Stated exercise> Transcribe every line, keeping it exact.

[Source data]
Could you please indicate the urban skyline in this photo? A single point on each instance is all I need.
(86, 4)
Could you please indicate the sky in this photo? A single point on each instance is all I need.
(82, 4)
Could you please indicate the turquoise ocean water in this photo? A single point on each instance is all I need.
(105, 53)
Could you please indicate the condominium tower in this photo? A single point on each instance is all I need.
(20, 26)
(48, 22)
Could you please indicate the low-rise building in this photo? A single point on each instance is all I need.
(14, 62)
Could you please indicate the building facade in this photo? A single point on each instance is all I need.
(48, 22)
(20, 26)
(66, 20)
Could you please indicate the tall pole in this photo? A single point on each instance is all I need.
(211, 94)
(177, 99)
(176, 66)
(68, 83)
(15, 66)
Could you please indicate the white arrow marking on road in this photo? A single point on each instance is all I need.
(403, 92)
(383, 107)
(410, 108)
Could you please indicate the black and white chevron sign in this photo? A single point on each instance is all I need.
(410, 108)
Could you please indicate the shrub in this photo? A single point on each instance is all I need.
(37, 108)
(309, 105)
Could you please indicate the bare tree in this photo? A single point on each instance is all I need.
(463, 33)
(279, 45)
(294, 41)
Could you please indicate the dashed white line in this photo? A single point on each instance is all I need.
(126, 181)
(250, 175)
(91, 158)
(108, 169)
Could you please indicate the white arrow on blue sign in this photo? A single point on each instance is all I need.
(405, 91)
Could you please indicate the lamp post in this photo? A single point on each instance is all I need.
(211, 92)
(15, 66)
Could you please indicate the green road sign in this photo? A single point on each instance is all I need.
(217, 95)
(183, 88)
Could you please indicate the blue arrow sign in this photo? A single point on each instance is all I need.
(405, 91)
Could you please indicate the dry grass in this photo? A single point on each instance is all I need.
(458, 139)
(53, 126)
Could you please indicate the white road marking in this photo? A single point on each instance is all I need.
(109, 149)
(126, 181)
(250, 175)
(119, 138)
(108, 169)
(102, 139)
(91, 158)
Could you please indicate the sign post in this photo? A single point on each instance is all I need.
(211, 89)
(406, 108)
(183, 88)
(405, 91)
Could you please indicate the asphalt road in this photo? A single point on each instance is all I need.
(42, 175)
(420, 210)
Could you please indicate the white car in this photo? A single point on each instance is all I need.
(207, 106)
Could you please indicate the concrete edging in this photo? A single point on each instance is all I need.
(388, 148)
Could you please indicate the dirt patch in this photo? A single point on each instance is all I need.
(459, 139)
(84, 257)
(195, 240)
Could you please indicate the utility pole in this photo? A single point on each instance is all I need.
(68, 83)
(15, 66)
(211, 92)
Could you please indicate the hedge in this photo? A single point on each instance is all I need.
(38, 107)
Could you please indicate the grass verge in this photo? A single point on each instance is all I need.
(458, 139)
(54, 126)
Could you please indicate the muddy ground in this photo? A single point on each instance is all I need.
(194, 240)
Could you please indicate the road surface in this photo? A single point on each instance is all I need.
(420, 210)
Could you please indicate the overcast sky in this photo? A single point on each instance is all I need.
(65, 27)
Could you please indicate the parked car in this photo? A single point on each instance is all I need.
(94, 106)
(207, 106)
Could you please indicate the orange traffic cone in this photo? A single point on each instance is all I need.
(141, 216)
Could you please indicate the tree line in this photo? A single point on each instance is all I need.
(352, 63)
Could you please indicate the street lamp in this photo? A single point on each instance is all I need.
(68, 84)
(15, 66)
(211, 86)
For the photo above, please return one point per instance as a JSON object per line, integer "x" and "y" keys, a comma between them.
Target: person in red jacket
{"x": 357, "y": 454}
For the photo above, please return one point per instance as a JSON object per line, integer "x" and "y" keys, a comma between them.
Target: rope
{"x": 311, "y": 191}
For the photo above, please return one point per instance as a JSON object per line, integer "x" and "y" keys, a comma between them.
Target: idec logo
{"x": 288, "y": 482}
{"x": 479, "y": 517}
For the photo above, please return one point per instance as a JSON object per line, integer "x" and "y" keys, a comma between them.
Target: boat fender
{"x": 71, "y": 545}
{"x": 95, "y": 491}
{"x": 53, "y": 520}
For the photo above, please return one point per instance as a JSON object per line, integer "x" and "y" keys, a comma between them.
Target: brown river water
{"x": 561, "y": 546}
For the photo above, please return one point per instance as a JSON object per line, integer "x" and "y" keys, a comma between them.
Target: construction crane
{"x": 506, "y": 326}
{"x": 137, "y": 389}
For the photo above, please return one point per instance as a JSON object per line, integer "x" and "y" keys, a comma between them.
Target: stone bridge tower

Task result>
Could you please indicate the urban skyline in this photo? A single point on each instance is all I need.
(86, 4)
Could you please indicate the sky in this photo? A single point on each instance is all I need.
(82, 4)
Could you please indicate the turquoise ocean water in this photo? A single point on each instance is all I need.
(105, 53)
Could you please indicate the condominium tower in this photo? A single point on each instance is all I need.
(20, 26)
(48, 22)
Could you please indicate the low-rise building in this photo? A single point on each instance is all I need.
(14, 62)
Could you please indicate the building facade in this photo? A single point on each instance is all I need.
(48, 22)
(20, 26)
(66, 20)
Could you please indicate the tall pole in this photo? A single point on each instance is all I need.
(211, 94)
(177, 99)
(176, 66)
(68, 83)
(15, 66)
Could you please indicate the white arrow marking on road in this photo? A single point on each instance is all I need.
(403, 92)
(383, 107)
(410, 108)
Could you please indicate the black and white chevron sign in this photo? A single point on each instance is all I need.
(410, 108)
Could you please indicate the shrub in this photo? A single point on each instance is all I need.
(37, 108)
(309, 105)
Could you please indicate the bare tree in this photo? A single point on each instance is all I need.
(463, 33)
(279, 45)
(294, 41)
Could you please indicate the dashed white line in this photo? A single point on each instance is all I need.
(126, 181)
(250, 175)
(91, 158)
(108, 169)
Could you please indicate the white arrow on blue sign in this photo? A single point on each instance is all I need.
(405, 91)
Could you please indicate the lamp post in this photo? A single point on each instance is all I need.
(211, 92)
(15, 66)
Could you please indicate the green road sign in this photo? A single point on each instance is all I need.
(217, 95)
(183, 88)
Could you please indicate the blue arrow sign in this photo? A single point on each instance is all I need.
(405, 91)
Could you please indicate the dry grass in this photo? A single point on each instance is all I need.
(458, 139)
(53, 126)
Could you please indicate the white road marking in this photo? A single point on each instance is all I need.
(109, 149)
(126, 181)
(250, 175)
(119, 138)
(108, 169)
(102, 139)
(91, 158)
Could you please indicate the sign post in this photo? A single point on each instance is all I need.
(211, 89)
(406, 108)
(183, 88)
(405, 91)
Could you please indicate the asphalt road in this photo? A single point on each instance is all I need.
(42, 175)
(420, 210)
Could you please indicate the white car in this photo? A single point on each instance is all I need.
(207, 106)
Could you please indicate the concrete edging in this photo? A single point on each instance is all I need.
(388, 148)
Could you please indicate the dirt patch in this photo? A single point on each instance is all I need.
(459, 139)
(84, 257)
(195, 240)
Could you please indicate the utility pole in this photo? A single point on each instance is all I need.
(68, 83)
(15, 66)
(211, 92)
Could you please indicate the hedge in this photo? A single point on each instance is all I need.
(38, 107)
Could you please indicate the grass verge in this photo? A single point on each instance is all I need.
(458, 139)
(54, 126)
Could you please indicate the muddy ground in this photo? A single point on each instance is all I need.
(194, 240)
Could you please indicate the road surface in this photo? A single point on each instance is all I need.
(420, 210)
Could you please indicate the overcast sky in this photo? A single point on each instance is all I need.
(65, 27)
Could you please indicate the parked car in this photo? A single point on each instance is all I need.
(94, 106)
(207, 106)
Could you please indicate the orange traffic cone in this photo? A single point on each instance is all I need.
(141, 216)
Could you please indicate the tree line in this photo? A single point on each instance is all I need.
(352, 63)
Could you please indicate the street lamp in this photo? A single point on each instance is all I need.
(68, 84)
(15, 66)
(211, 86)
For the photo above, please return one point per instance as a JSON object per line, integer "x" and "y" keys, a comma between them.
Target: person in red jacket
{"x": 357, "y": 454}
For the photo above, please return one point per instance as a JSON object per line, integer "x" and "y" keys, a comma between them.
Target: rope
{"x": 311, "y": 191}
For the photo above, please return one point per instance as a JSON object per line, integer "x" and "y" keys, a comma between them.
Target: idec logo
{"x": 288, "y": 482}
{"x": 479, "y": 517}
For the photo above, please return one point per instance as a JSON object per line, integer "x" and "y" keys, a comma between them.
Target: boat fender
{"x": 71, "y": 545}
{"x": 95, "y": 491}
{"x": 53, "y": 520}
For the photo above, please return one point per instance as a JSON object per line, integer "x" and "y" keys, a comma between them.
Target: brown river water
{"x": 561, "y": 546}
For the photo above, please return one point per instance as a JSON object per line, integer "x" and "y" keys, a comma between them.
Target: construction crane
{"x": 506, "y": 326}
{"x": 137, "y": 389}
For the photo above, please return one point per instance as a JSON object per line, integer "x" and "y" keys, a comma between them.
Target: stone bridge tower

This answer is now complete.